## Exercise task
Find "grab bar on" in the records that follow; print that line and each subsequent line through the last one, verbatim and with nothing added.

··········

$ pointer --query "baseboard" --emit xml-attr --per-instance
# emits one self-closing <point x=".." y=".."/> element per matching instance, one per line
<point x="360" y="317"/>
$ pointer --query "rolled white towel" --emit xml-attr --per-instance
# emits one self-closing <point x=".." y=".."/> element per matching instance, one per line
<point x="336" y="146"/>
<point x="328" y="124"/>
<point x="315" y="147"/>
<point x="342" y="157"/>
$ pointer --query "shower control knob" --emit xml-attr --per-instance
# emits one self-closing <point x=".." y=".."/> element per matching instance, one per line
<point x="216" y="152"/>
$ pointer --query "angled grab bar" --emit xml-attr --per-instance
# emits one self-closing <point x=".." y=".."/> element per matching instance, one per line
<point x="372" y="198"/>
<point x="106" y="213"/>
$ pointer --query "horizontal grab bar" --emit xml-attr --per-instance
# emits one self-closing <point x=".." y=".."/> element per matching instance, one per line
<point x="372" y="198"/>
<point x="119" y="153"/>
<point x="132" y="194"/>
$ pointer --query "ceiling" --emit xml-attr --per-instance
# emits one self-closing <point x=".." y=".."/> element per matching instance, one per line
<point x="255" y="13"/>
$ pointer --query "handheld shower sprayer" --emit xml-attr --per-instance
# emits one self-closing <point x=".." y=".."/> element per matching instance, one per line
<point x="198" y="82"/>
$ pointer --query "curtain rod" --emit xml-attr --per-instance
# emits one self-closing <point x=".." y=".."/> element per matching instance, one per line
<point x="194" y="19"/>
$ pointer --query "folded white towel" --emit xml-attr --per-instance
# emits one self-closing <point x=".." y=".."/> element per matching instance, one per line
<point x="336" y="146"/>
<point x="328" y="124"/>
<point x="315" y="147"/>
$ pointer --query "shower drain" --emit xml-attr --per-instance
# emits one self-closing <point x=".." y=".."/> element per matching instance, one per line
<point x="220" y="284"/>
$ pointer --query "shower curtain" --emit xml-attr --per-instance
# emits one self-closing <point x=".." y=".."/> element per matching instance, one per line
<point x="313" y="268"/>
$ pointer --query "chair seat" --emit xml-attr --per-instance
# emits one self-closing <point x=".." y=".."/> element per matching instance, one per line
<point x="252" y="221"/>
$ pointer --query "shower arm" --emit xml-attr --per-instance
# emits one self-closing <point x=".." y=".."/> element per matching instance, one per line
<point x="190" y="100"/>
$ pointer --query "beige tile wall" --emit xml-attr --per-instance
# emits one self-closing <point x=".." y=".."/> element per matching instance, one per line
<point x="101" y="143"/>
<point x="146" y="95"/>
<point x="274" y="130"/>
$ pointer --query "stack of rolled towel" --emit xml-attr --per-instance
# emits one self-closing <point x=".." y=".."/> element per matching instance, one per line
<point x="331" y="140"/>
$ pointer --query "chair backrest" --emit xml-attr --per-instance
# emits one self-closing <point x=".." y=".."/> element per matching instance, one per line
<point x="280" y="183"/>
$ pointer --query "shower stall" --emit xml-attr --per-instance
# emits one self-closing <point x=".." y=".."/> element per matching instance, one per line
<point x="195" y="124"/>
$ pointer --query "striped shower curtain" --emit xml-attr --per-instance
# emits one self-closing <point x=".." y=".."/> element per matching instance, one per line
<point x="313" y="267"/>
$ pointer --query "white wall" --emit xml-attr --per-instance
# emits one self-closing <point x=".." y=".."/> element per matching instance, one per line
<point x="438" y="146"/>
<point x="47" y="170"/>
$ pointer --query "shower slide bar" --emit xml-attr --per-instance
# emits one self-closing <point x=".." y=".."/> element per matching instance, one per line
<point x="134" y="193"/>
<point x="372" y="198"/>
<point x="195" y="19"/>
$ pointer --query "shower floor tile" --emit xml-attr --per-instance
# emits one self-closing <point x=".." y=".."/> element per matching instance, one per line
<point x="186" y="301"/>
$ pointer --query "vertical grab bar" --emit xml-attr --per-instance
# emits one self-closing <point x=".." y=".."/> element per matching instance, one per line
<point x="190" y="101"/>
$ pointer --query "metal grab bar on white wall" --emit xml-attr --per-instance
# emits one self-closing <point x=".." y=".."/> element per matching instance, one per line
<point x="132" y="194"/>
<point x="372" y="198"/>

··········

## Reply
$ pointer --query "metal grab bar on white wall" --emit xml-attr --per-instance
# emits one self-closing <point x=".." y=".."/> element per matching instance, one per line
<point x="132" y="194"/>
<point x="372" y="198"/>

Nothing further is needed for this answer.